- Text extract
━━━━━━

Privacy and Security

By the end of this section, you will be able to:

Explain the importance of privacy and security in the context of library services, especially in the transition from physical to electronic resources.
Identify historical and contemporary examples of privacy issues in libraries, such as due date cards and government surveillance.
Understand the role of metadata and how even seemingly innocuous data points can reveal sensitive information about patrons.
Describe the significance of Transport Layer Security (TLS) and its role in encrypting data to protect user privacy on library websites.
Evaluate the trade-offs involved in using website analytics tools on library websites, including the privacy concerns associated with tracking user interactions.
Discuss how third-party vendor practices may conflict with library values regarding user privacy and data security.
Suggest privacy-conscious alternatives to commonly used analytics tools to improve data privacy for library users.
Recognize the ethical implications of privacy decisions and develop strategies for balancing user data collection with patron confidentiality.

Introduction

Breeding (2016) begins with the following statement:

Libraries have a long tradition of taking extraordinary measures to ensure the privacy of those who use their facilities and access their materials.

This is mostly true but not entirely so. When I was an undergraduate in the early 1990s, I remember going to the library to look for books on a sensitive topic. I saw a book on the shelves that looked relevant, and when I pulled it off the shelf and opened it, I noticed that a friend had checked the book out before me because their name was written on the due date card in their handwriting. Even though I had grown up with these due date cards in library books, the privacy issues with these cards had never occurred to me. At the time, I decided not to check out that book because of that issue.

We might be comforted in thinking that the kind of information that was supposedly revealed to me in that book would not scale up easily. It was a serendipitous event that involved me looking for a book on the same topic and then just happening to pick the one book that my friend had used. It's not likely, then, that this might pose a big problem at scale.

━━━━━━

- Data lines
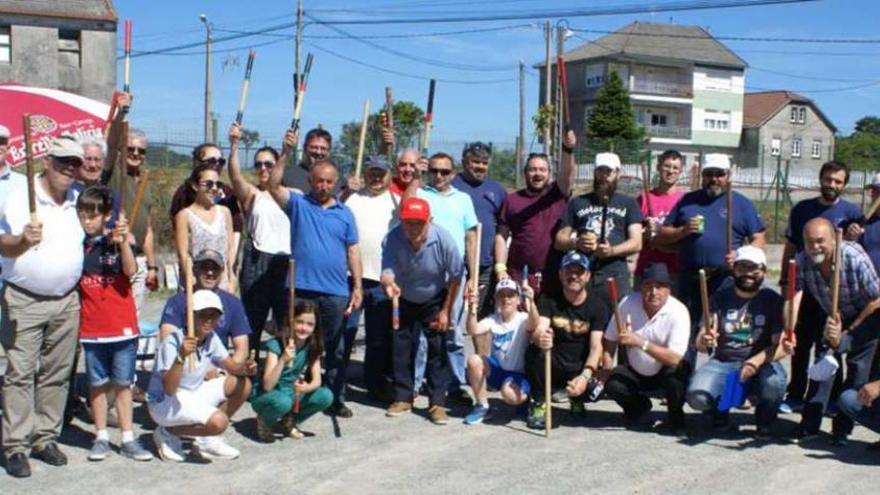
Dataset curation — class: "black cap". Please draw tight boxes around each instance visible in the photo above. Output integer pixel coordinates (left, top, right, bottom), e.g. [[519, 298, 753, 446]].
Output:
[[642, 263, 672, 286]]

━━━━━━

- Work required
Reproduce everything in the library privacy text from "Breeding (2016) begins" down to "access their materials.". The data above was drawn from a different source than the library privacy text.

- Response below
Breeding (2016) begins with the following statement:

Libraries have a long tradition of taking extraordinary measures to ensure the privacy of those who use their facilities and access their materials.